» PASSAGE
____

Aiwa are not a company to hide their lights under a bushel, in fact they like their lights bright, plentiful and colourful. The main display is, shall we say, a bit showy. Every time you press a button on the remote a big blue ring winks on the right of the display and is surrounded by a burst of yellow dots. Don't worry about that, just look at the features list. As well as NICAM, auto set-up and NTSC replay (all speeds) there's multi-speed replay with a jog/shuttle dial, front AV sockets, 'Ad Skip' (5-second blasts of picture search, to whizz past the ads), audio dub and an anti-theft security device. This stops the machine being used if it is stolen, and helps identify the rightful owner, if it is later recovered.


The picture on our sample was ever so slightly soft with resolution a touch under 240-lines. Colour fidelity was very good though, and picture noise levels were as low as any of its dearer rivals. It's good to have multi-speed replay and the jog/shuttle but it's quite noisy, even on still frame. Audio performance is good, noise on the stereo soundtracks is below average and the flat, wide response carries Dolby Surround material fluently and easily. Cheap and cheerful springs to mind, but not in a derogatory way. It is cheap, and the cosmetics are lively, but this is also a well-specified VCR, and a capable AV performer that provides a cost-effective route into home cinema.


Main Features:             NICAM stereo sound, Video Plus+ timer, NTSC replay, audio dubbing, jog/shuttle control, auto set-up, 'Ad skip', anti-theft security, audio dub



Sockets                       2 x SCART AV, line audio out (phono), front: AV in (phono)


Picture Quality            ***

Sound Quality            ****

Ease of use                 ****


Contact                       Aiwa UK Ltd, telephone 0990 902902


Critical Captions


·        You just know Aiwa makes this, even before you see the badge. Bright and cheerful, something to watch when there's nothing on TV…


·        A very straightforward remote handset, secondary controls and the on-screen display buttons are concealed behind a sliding hatch


·        AV connections to the TV and any other components are handled by twin SCART sockets and a pair of line-audio outputs



BUSH VCR-860, £170 ***

This is going to sound really mean, especially at that price (it has been recently reduced from £199), but even the cardboard box the 860 is shipped in is thin and insubstantial. Sadly that can be said of the rest of the machine which has clearly been built to a price, rather than a quality threshold. It is very basic by current standards, even compared with other budget machines. There's no auto installation system, clock set is manual (it needs resetting if power is interrupted for longer than 30 minutes), there's no PDC facility; it has a single SCART socket and no trick play features to speak of -- still frame is a mess quite frankly. On the plus side it does have NTSC replay, a good assortment of 'auto' features (rewind, eject, power off), audio dub -- very unusual in this price bracket -- and auto repeat play. The latter makes it useful for shop displays and presentations.

____

» INFORMATION PROVIDED

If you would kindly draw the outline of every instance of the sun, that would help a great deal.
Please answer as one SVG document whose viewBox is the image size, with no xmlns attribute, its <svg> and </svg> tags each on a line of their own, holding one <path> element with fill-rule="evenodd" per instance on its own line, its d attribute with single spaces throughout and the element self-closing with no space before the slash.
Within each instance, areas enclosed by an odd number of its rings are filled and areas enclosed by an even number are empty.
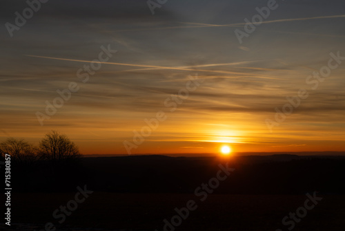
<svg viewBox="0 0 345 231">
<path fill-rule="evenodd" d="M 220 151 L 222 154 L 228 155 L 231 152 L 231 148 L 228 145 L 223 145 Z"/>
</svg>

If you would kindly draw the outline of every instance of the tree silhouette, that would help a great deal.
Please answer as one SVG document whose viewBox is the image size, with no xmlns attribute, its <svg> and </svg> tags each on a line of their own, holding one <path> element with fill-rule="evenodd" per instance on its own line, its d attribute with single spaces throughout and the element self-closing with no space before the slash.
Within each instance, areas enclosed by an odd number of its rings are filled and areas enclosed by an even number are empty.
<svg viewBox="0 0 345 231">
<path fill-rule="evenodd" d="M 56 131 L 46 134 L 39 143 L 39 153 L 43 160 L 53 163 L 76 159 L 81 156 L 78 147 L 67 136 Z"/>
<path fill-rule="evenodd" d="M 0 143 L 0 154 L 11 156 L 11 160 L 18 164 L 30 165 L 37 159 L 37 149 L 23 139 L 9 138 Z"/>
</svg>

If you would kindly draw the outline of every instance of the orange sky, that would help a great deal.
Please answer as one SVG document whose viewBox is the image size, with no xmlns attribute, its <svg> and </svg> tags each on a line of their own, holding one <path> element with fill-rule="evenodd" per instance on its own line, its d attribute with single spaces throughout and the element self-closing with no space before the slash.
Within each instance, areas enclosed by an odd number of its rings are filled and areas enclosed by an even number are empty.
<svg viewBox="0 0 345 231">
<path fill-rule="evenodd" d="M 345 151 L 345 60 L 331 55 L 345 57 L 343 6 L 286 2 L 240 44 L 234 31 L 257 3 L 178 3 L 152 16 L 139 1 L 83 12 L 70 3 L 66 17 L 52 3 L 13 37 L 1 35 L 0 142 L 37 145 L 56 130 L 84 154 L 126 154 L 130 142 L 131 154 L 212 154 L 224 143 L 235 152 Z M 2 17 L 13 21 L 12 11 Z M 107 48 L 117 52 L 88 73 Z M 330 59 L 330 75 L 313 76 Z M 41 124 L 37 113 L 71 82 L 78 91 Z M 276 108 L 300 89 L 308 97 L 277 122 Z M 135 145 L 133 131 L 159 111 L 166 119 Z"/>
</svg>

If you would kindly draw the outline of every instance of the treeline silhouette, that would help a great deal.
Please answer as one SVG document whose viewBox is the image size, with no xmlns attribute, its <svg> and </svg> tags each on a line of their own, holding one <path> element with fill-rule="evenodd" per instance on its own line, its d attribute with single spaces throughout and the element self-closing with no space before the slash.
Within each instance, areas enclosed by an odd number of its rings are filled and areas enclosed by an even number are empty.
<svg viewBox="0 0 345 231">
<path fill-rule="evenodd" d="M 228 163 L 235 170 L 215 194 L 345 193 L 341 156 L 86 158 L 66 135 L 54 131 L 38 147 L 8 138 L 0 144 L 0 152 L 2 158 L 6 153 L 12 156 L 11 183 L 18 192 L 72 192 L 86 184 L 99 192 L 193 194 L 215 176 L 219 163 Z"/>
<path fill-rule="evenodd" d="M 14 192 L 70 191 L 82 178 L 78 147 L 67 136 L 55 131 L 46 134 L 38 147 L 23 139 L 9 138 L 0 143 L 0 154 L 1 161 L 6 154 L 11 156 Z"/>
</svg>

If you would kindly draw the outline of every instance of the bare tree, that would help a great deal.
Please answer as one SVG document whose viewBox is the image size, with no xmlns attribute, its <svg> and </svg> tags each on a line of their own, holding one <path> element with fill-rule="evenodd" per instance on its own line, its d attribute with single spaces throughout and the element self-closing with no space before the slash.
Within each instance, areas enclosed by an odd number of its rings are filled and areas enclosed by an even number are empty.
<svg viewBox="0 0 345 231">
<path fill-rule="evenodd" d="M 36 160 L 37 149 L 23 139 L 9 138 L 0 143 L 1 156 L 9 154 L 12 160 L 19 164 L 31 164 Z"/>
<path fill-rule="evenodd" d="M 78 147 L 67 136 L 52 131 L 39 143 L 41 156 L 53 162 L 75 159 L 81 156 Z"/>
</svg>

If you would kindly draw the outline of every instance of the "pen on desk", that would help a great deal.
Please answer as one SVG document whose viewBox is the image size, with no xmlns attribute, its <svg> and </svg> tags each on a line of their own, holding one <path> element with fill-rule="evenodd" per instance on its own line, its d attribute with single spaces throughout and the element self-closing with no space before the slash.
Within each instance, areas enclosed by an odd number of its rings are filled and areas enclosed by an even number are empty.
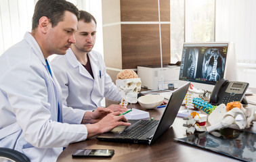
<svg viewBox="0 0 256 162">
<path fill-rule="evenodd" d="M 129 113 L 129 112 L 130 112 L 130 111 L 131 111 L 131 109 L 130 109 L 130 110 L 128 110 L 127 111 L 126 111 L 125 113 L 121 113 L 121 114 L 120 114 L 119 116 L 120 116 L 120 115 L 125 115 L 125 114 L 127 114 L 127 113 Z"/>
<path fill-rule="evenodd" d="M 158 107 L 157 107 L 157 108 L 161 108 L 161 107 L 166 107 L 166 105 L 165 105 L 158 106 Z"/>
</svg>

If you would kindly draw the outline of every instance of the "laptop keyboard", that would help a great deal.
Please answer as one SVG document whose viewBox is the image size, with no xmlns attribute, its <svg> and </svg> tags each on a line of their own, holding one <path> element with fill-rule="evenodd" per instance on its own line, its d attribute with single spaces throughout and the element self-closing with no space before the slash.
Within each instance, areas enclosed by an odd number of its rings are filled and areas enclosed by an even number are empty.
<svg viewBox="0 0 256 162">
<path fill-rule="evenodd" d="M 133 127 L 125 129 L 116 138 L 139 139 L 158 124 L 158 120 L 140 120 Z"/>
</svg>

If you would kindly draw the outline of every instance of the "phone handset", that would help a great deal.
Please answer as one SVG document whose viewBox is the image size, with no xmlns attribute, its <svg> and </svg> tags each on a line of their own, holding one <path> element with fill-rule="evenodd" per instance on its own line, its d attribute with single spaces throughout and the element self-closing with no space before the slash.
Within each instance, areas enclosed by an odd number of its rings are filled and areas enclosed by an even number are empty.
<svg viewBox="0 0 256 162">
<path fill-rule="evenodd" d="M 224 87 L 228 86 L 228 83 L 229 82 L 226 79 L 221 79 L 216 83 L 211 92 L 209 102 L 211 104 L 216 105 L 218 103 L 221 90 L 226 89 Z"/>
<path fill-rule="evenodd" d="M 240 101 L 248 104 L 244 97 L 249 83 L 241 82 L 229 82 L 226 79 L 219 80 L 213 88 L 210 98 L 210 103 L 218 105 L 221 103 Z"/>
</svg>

____

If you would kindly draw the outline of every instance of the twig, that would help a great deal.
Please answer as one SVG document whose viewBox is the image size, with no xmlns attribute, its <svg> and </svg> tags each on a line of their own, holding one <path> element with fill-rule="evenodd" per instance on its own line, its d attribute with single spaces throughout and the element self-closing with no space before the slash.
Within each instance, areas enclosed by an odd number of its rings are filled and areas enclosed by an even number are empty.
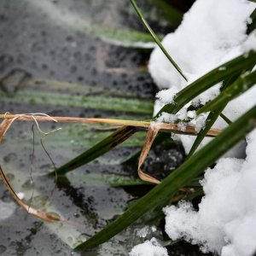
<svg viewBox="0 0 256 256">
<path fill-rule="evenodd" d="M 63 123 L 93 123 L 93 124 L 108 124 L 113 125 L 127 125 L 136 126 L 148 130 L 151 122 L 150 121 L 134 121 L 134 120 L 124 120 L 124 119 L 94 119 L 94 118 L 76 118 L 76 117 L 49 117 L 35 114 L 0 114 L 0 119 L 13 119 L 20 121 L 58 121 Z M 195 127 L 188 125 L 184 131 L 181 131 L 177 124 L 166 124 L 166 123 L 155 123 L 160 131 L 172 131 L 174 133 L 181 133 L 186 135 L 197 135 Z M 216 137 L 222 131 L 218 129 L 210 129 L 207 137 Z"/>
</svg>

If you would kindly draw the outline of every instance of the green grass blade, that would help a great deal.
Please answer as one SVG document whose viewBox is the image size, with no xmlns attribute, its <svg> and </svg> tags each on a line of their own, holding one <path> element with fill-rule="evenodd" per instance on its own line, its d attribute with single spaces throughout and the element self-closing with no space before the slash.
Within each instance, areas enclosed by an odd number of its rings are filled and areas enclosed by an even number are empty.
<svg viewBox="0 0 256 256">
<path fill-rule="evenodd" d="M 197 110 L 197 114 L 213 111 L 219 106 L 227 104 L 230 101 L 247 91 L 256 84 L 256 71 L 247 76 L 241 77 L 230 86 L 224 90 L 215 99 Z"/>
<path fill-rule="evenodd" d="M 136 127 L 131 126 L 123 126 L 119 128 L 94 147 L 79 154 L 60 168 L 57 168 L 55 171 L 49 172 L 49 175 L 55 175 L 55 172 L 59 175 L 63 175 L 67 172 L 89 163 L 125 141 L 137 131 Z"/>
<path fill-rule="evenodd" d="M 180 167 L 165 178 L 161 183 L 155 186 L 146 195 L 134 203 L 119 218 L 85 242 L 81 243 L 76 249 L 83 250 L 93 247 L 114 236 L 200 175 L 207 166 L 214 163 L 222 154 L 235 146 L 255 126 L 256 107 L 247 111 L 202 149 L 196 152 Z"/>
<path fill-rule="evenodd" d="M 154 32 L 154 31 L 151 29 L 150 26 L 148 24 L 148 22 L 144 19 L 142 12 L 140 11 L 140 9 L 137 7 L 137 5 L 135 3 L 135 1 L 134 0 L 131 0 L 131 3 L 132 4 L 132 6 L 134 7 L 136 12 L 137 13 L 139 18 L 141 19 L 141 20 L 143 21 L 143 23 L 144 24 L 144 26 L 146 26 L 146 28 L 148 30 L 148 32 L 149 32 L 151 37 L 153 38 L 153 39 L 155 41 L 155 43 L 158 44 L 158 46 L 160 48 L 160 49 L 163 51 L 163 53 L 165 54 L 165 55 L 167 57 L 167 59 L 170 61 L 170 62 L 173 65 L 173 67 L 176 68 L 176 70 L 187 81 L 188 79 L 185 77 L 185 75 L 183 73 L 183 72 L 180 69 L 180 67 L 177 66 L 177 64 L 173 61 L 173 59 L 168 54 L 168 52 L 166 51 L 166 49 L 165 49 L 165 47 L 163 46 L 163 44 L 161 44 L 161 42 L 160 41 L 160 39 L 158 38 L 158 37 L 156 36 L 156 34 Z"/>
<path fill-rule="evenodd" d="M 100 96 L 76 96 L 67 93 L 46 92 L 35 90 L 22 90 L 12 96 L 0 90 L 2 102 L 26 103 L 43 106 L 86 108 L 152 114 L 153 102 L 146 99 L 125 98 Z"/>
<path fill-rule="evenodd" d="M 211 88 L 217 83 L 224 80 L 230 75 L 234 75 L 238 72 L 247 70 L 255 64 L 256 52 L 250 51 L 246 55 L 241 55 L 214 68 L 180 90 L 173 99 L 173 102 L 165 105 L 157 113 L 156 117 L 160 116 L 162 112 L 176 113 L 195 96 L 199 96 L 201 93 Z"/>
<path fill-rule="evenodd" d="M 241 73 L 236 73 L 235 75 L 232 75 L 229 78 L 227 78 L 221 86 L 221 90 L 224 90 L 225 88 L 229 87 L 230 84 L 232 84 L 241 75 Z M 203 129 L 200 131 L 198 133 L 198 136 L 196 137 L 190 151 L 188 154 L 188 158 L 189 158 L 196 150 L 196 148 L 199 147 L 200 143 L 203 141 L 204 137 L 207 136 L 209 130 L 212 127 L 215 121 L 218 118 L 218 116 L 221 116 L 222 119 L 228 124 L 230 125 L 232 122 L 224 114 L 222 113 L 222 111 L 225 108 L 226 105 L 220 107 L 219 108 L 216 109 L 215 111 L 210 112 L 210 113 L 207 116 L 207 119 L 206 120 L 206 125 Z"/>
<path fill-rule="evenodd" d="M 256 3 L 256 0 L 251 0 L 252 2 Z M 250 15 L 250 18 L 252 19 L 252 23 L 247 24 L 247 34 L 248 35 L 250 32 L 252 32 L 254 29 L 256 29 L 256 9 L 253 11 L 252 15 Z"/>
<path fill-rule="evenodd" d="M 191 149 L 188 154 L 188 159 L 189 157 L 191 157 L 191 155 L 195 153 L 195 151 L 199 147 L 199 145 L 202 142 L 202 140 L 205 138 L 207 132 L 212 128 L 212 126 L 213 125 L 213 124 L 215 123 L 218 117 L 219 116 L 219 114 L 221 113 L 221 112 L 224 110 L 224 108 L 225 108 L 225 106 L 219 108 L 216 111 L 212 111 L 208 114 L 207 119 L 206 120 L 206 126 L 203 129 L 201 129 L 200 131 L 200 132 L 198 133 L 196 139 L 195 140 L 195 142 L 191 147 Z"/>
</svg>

____

» WRITTEN PROBLEM A
Using the VCR reviews, explain in one to three sentences what the anti-theft security device on the Aiwa machine does.
» WRITTEN PROBLEM B
Continue the VCR reviews from the point where the text ends.

» FINAL RESULT A
The anti-theft device stops the machine from being used if it is stolen. It also helps identify the rightful owner if the machine is later recovered.

» FINAL RESULT B
It's a tidy looking little machine and the case is quite compact but it's heavily dependent on the busy remote handset; front panel controls are few and far between. They've even put the tuning button on the remote -- slap-bang in the middle -- we think that is a mistake, sooner or later it's going to get pressed by mistake.   


Without auto installation the initial set-up routine is a little more protracted than usual and the sweep tuner takes some getting used to, but the on-screen display is reasonably straightforward. On paper the resolution isn't too bad, it's hovering around the 240-lines mark, which is quite respectable for any machine, but the picture looks harsh. The display suffers from a fair amount of jitter and noise levels are quite high; there's a distinct 'fizz' in the picture and colours look a bit wishy-washy. Audio quality is a bit more encouraging. Noise levels are about average and the response is fairly flat, in fact it doesn’t sound too bad at all. Picture quality is iffy but the very low price might just help to sell it as a second or bedroom VCR.


Main Features: NICAM stereo sound, Video Plus+ timer auto repeat play, NTSC replay, audio dubbing


Sockets: 1 x SCART AV, stereo line audio in/out (phono), RF bypass (coaxial)


Picture Quality            **

Sound Quality            ***

Ease of use                 ***


Contact            Alba plc., telephone 0181 594 5533


Critical Captions


·        It's quite easy on the eye, and the lack of front panel controls makes it look unthreatening


·        The remote control has its fair share of tiny buttons, the labelling's not too good and we really don't like to tuner preset controls on the handset


·        No surprises around the back, there's a single SCART socket, line audio in and out plus the usual pair of aerial sockets



HITACHI VT-F645, £280 ****

The VT-F645 is the longest serving member of this roundup. It arrived late last year, selling for £350 but it was immediately discounted to £330 and now it's priced at £280, so what's wrong with it? Well nothing, it's actually a great little machine, Hitachi are simply reacting to a fast-moving market. It would still be a good deal even at its previous price.


It has all of the basic qualifications for a home cinema VCR, though it is slightly unusual by not having NTSC replay. We can overlook that because it has satellite control and Hitachi's Dynamic Picture equaliser noise reduction circuitry. It's one of the more effective systems we've seen lately and does a good job of limiting picture noise, especially on old or worn tapes. There's also a set of front-mounted AV inputs, full auto installation and a backlit LCD display on the front panel, though the latter is a mixed blessing. It's difficult to read the time when it is switched off, the viewing angle is quite shallow and the record indicator symbol is hard to see.


Resolution is a whisker under the VHS benchmark of 250 lines and noise levels are very low indeed, thanks to the Dynamic Picture Equaliser. Colour registration is on the button and accuracy is good; all in all a very crisp looking picture. Trick play (still and slomo) are both very steady, the stereo soundtrack is flat and uncoloured and there's below average levels of background hiss. Considering the new low price, satellite control and AV performance this has to be worth shortlisting. It has virtually everything you need in a home cinema VCR and a fine pedigree to boot.


Main Features            NICAM stereo sound, Video Plus+ timer, auto set-up


Sockets                       Rear: 2 x SCART AV, stereo line out (phono), Front: AV in (phono)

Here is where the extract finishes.